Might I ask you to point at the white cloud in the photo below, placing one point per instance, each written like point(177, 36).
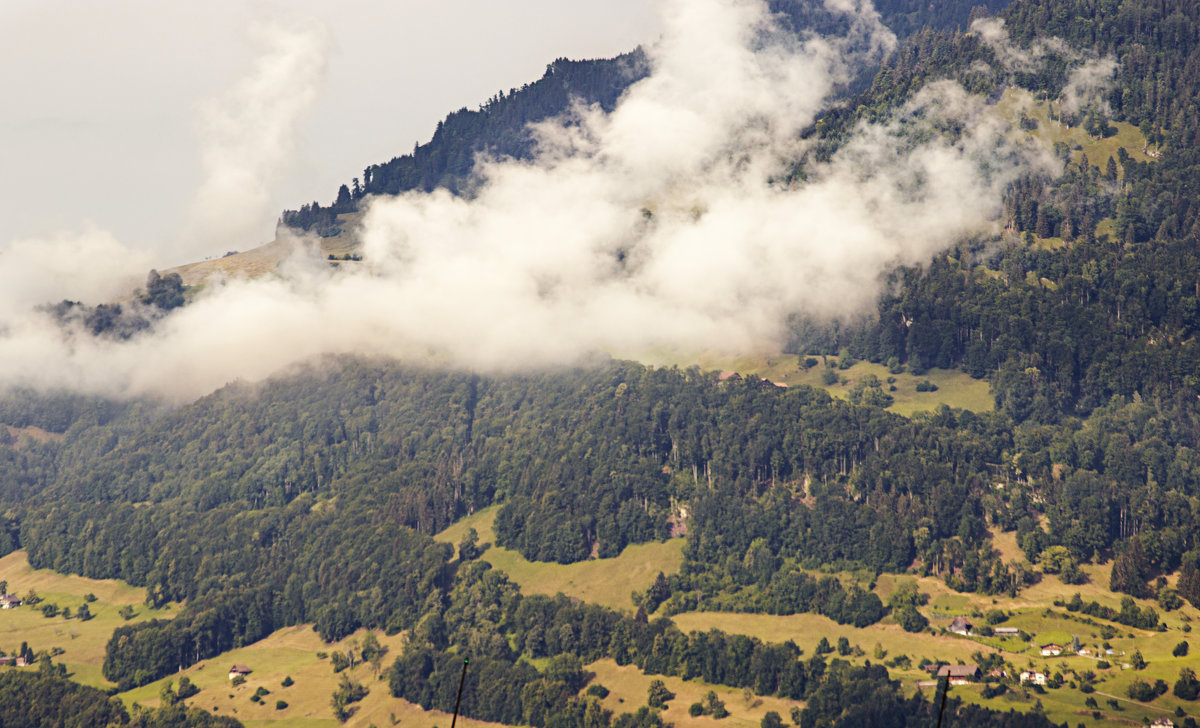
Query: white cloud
point(250, 134)
point(657, 226)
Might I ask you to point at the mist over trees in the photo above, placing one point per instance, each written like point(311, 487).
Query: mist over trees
point(312, 497)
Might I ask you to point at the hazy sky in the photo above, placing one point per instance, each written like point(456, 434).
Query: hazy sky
point(102, 121)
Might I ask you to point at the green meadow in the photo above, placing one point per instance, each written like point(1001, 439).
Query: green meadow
point(609, 582)
point(82, 643)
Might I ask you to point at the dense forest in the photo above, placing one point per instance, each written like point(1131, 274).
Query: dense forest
point(312, 497)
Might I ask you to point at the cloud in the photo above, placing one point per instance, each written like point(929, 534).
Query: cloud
point(1087, 84)
point(1012, 56)
point(250, 133)
point(664, 224)
point(90, 264)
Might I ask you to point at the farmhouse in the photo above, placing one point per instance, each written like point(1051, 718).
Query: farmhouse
point(959, 674)
point(239, 671)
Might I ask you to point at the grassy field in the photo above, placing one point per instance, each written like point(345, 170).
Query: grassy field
point(954, 387)
point(1081, 143)
point(629, 686)
point(82, 642)
point(293, 653)
point(606, 582)
point(1031, 612)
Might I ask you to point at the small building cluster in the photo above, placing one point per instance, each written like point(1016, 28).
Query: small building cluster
point(1051, 650)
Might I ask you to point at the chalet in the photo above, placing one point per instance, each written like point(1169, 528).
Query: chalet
point(959, 674)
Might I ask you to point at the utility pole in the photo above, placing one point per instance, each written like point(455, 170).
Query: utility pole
point(463, 679)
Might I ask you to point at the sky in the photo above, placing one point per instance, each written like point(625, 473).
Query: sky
point(107, 110)
point(665, 224)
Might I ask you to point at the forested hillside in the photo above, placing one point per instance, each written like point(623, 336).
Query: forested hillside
point(312, 497)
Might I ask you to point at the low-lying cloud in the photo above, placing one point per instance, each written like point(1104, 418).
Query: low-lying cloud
point(669, 223)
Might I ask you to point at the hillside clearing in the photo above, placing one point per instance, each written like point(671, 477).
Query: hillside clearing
point(82, 642)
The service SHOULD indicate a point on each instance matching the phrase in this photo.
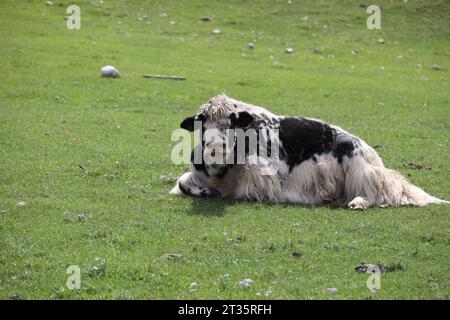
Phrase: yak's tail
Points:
(397, 190)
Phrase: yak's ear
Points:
(188, 123)
(243, 120)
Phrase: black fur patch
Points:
(302, 138)
(344, 146)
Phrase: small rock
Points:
(109, 72)
(173, 256)
(437, 67)
(206, 18)
(249, 46)
(245, 283)
(289, 50)
(369, 268)
(82, 217)
(331, 290)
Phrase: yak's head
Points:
(215, 119)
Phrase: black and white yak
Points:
(316, 163)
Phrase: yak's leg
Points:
(188, 184)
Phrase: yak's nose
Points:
(216, 153)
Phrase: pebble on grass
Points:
(245, 283)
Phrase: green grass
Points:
(51, 92)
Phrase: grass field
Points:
(90, 157)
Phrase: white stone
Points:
(110, 71)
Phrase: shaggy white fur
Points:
(358, 181)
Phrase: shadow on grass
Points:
(210, 206)
(218, 206)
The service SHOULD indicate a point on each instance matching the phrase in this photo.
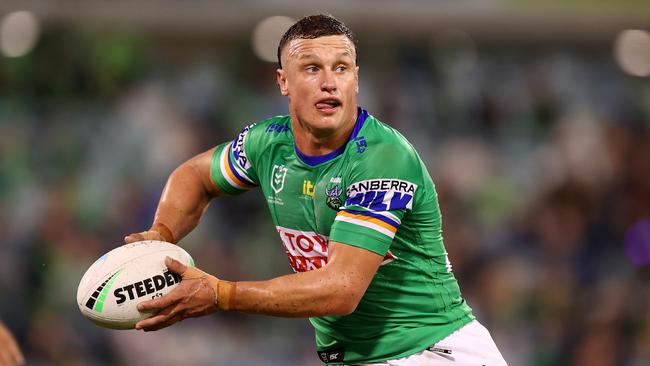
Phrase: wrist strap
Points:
(225, 294)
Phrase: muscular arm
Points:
(184, 199)
(334, 289)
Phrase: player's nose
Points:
(328, 81)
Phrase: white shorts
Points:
(471, 345)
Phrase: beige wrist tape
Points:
(225, 294)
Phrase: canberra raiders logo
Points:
(334, 197)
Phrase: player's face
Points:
(321, 80)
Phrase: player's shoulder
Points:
(266, 131)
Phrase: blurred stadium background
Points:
(533, 117)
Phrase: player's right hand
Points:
(10, 354)
(144, 235)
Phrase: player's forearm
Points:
(303, 294)
(182, 203)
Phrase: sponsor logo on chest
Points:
(381, 194)
(306, 250)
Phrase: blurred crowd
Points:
(540, 154)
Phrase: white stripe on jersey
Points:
(367, 224)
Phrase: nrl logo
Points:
(333, 197)
(277, 178)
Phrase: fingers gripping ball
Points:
(112, 287)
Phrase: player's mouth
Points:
(328, 105)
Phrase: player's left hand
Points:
(195, 295)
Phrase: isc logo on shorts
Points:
(381, 194)
(306, 250)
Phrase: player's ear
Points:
(356, 78)
(282, 81)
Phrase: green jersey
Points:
(374, 193)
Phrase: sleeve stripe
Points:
(368, 222)
(237, 172)
(227, 172)
(394, 221)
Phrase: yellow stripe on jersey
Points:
(366, 221)
(228, 173)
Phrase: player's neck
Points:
(316, 143)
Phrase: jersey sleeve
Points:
(380, 192)
(232, 168)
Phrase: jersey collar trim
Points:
(362, 114)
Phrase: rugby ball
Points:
(127, 275)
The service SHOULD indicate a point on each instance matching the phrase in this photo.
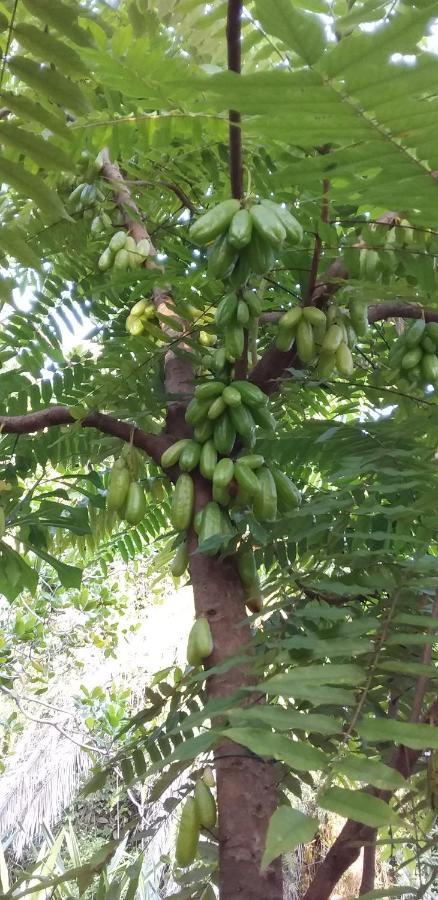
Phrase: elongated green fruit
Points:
(180, 560)
(223, 473)
(189, 457)
(268, 225)
(240, 230)
(181, 511)
(305, 341)
(188, 834)
(205, 804)
(171, 456)
(332, 338)
(226, 310)
(314, 315)
(224, 435)
(344, 360)
(288, 495)
(232, 396)
(291, 318)
(135, 504)
(265, 502)
(208, 460)
(246, 479)
(200, 642)
(414, 333)
(251, 394)
(213, 222)
(222, 258)
(291, 225)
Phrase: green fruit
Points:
(208, 460)
(359, 317)
(288, 495)
(216, 408)
(240, 230)
(118, 241)
(222, 258)
(429, 367)
(200, 642)
(211, 524)
(291, 318)
(315, 316)
(223, 473)
(188, 834)
(232, 396)
(332, 338)
(226, 310)
(252, 460)
(213, 222)
(243, 422)
(203, 432)
(268, 225)
(265, 502)
(344, 360)
(260, 255)
(414, 333)
(251, 394)
(171, 456)
(135, 504)
(224, 436)
(294, 231)
(105, 260)
(181, 510)
(264, 418)
(180, 560)
(246, 566)
(118, 488)
(205, 804)
(285, 339)
(121, 260)
(196, 411)
(190, 455)
(246, 479)
(209, 390)
(243, 315)
(234, 341)
(326, 363)
(253, 303)
(411, 358)
(305, 341)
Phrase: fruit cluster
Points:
(246, 237)
(125, 495)
(199, 811)
(414, 355)
(123, 252)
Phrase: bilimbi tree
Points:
(240, 205)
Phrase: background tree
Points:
(116, 130)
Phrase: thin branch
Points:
(152, 444)
(234, 20)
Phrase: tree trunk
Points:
(246, 787)
(369, 867)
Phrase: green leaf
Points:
(288, 827)
(297, 29)
(297, 754)
(370, 771)
(32, 187)
(359, 806)
(417, 737)
(50, 83)
(43, 152)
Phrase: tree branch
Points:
(234, 17)
(152, 444)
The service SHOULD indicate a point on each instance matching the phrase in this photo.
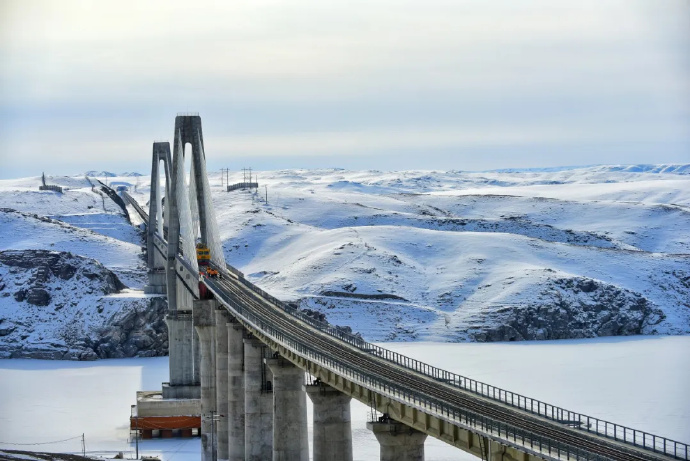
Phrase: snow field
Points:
(633, 381)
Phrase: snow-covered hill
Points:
(422, 255)
(66, 260)
(498, 255)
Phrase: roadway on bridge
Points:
(231, 292)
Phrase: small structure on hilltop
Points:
(45, 186)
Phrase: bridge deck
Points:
(437, 396)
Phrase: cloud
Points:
(317, 78)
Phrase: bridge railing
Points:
(554, 413)
(496, 430)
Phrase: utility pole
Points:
(214, 455)
(137, 433)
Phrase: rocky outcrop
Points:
(570, 308)
(137, 333)
(56, 305)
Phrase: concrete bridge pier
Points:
(180, 337)
(398, 442)
(236, 334)
(332, 423)
(221, 335)
(290, 436)
(258, 403)
(204, 323)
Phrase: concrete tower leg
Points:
(204, 323)
(180, 332)
(332, 423)
(222, 381)
(258, 404)
(196, 350)
(290, 436)
(398, 442)
(236, 334)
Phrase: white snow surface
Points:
(445, 254)
(452, 250)
(635, 381)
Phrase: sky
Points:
(375, 84)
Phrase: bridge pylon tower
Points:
(156, 262)
(190, 218)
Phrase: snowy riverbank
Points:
(635, 381)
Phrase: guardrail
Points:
(505, 433)
(243, 185)
(554, 413)
(642, 439)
+===+
→ Problem description:
For this exercise, please set down exactly the lines of the listing above from the line with "Phrase: player's nose" up to and including the line with "Phrase: green fruit", and no pictures.

→ Reply to the task:
Phrase: player's nose
Points:
(328, 81)
Phrase: white shorts
Points:
(471, 345)
Phrase: beige wrist tape
Points:
(225, 294)
Phrase: canberra raiders logo
Points:
(334, 197)
Phrase: player's face
Points:
(321, 80)
Phrase: player's shoulder
Points:
(266, 131)
Phrase: blurred stadium background
Points:
(533, 117)
Phrase: player's right hand
Points:
(10, 354)
(144, 235)
Phrase: player's forearm
Points:
(303, 294)
(182, 203)
Phrase: sponsor logo on chest
Points:
(381, 194)
(306, 250)
Phrase: blurred crowd
Points:
(540, 154)
Phrase: white stripe on jersey
Points:
(367, 224)
Phrase: nrl logo
Points:
(333, 197)
(277, 178)
Phrase: fingers gripping ball
Points:
(112, 287)
Phrase: player's mouth
Points:
(328, 105)
Phrase: player's left hand
Points:
(195, 295)
Phrase: isc logo on shorts
Points:
(381, 194)
(306, 250)
Phrase: player's ear
Points:
(356, 78)
(282, 81)
Phrase: green jersey
Points:
(374, 193)
Phrase: sleeve stripe
Points:
(368, 222)
(237, 172)
(227, 172)
(394, 221)
Phrase: yellow stripe on jersey
Points:
(366, 221)
(228, 173)
Phrase: player's neck
Points:
(316, 143)
Phrase: jersey sleeve
Points:
(380, 192)
(232, 168)
Phrase: jersey collar trim
Points:
(362, 114)
Phrase: rugby ball
Points:
(127, 275)
The service SHOULD indicate a point on each instance matching the phrase in this photo.
Phrase: elongated green fruit
Points:
(180, 560)
(223, 473)
(189, 457)
(268, 225)
(240, 230)
(181, 511)
(305, 341)
(188, 834)
(205, 804)
(171, 456)
(332, 338)
(226, 310)
(314, 315)
(224, 435)
(344, 360)
(288, 495)
(232, 396)
(291, 318)
(135, 504)
(265, 502)
(208, 460)
(246, 479)
(200, 642)
(414, 333)
(251, 394)
(213, 222)
(222, 258)
(291, 225)
Phrase: green fruit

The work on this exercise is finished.